Excerpt provided ::

Segment Open

Full Metal Poem, the most interesting and well-executed English language literary journal to emerge in Europe in recent memory, saw its first issue released earlier this year. The journal is something of a combined, satellite effort, involving poet Cralan Kelder, based in Amsterdam, and poet Mark Terrill, based outside of Hamburg. Full Metal Poem is equally a piece of art, released in a limited edition print run of 250, and designed by Floortje Bouwkamp and Eliza Newman-Saul, both based in Amsterdam.
The poetry contained in the first issue is in keeping with the editors’ artistic statement regarding what constitutes a “full metal” poem:
“Full Metal Poem seeks out and propagates things irreverent, pithy, punchy, short & concise, hard-hitting (subtle or otherwise) and all / everything so truly realized and accomplished as to be unassailable, indelible, and thus full metal. It doesn’t necessarily have to explode or go boom or bang. A Richard Brautigan poem can be a full metal poem; a Philip Whalen poem can be a full metal poem; a Basho poem can be absolute full metal. We have no problems with narrative or closure but appreciate it when we see poets testing the limits of those aspects. Poems that operate on multiple levels of perception & consciousness are of particular interest to us. Beauty & honesty are fine, especially if they are of the ravaged savage variety.”

Segment Closed

Questions ::
a) Answer these questions from the passage about Full Metal Poem:
(i) How many copies were printed in the limited edition?
(ii) Where is poet Mark Terrill based?
(iii) Whose poem do the editors say can be "absolute full metal"?
b) Summarize the passage about Full Metal Poem in two sentences.
c) Carry on the passage about Full Metal Poem from the point where it stops.
The lines after this are separate from the passage about Full Metal Poem.

Data extract ::
Segment Open

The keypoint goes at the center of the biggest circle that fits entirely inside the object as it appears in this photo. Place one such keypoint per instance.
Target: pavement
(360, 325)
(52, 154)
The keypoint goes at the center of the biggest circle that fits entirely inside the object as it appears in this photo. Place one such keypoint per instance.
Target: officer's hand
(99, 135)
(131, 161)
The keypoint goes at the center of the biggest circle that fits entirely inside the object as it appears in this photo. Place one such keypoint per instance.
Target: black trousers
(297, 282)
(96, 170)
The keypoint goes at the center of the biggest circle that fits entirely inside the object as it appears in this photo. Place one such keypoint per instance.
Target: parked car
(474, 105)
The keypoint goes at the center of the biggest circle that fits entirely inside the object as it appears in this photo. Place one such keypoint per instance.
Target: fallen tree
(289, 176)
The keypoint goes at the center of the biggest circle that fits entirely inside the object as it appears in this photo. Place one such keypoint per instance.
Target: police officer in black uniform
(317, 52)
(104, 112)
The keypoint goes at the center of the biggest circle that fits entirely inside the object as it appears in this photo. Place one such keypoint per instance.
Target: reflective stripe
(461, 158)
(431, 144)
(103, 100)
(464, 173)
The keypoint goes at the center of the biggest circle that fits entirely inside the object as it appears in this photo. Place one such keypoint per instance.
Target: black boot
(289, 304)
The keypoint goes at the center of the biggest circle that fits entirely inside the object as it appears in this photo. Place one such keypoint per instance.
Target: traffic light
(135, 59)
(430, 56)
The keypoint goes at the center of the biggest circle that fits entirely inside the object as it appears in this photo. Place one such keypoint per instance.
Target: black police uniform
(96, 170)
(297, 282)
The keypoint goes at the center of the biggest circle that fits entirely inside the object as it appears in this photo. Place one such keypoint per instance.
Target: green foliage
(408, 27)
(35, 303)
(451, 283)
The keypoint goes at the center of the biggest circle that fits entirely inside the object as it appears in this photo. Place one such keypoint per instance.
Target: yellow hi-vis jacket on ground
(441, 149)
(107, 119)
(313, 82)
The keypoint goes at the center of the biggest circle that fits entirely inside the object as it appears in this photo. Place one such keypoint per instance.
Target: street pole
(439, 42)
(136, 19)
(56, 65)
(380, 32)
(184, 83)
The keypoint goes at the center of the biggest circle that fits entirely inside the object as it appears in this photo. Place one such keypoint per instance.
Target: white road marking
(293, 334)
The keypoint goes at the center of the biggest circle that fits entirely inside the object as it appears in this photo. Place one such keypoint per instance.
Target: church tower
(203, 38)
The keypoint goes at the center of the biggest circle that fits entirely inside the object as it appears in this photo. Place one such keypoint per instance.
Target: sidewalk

Segment Closed

Per-task outputs ::
a)
(i) 250
(ii) Outside of Hamburg
(iii) A Basho poem

b) Full Metal Poem is an English-language literary journal that emerged in Europe, with its first issue released earlier this year. It is a joint effort of poets Cralan Kelder in Amsterdam and Mark Terrill near Hamburg, printed in a limited edition of 250, and its editors seek irreverent, concise, hard-hitting poems so fully realized as to be unassailable.

c)
Several well known contemporary American poets, including Kent Johnson and Joanne Kyger, are included in the issue, along with some well known yet non-mainstream poets from decades past, including Cid Corman and John Wieners. Wieners’ poem, “And Language of Conversation” begins with a description of objects on a bureau and proceeds in Proustian fashion to a remembrance of childhood events that is both meditative and melancholy.
…September noons when moonsoon
torrents descended on the Patients’ Club
in Cerntral Islip, I would sit under the tin
.
roofs, a bundle of nerves and wish
for nothing more than this; my own room
and my parents outside, asleep in the gloom.
High-minded and colloquial, the poem employs a loose rhyme scheme and inner chiming which propels it forward and lifts it into poetry while keeping it fresh and surprising.
By using an aesthetic category as the governing factor for the journal, Kelder and Terrill have accomplished the difficult task of creating a collection of poems which is at once stylistically exclusive and generationally inclusive. The editors have hand-picked the poems they wanted included, and the result is a collection of poems which is wide-ranging yet cohesive.
One hopes other editors throughout Europe will follow Full Metal Poem‘s lead in creating a journal which establishes a high literary and artistic standard without resorting to elitism.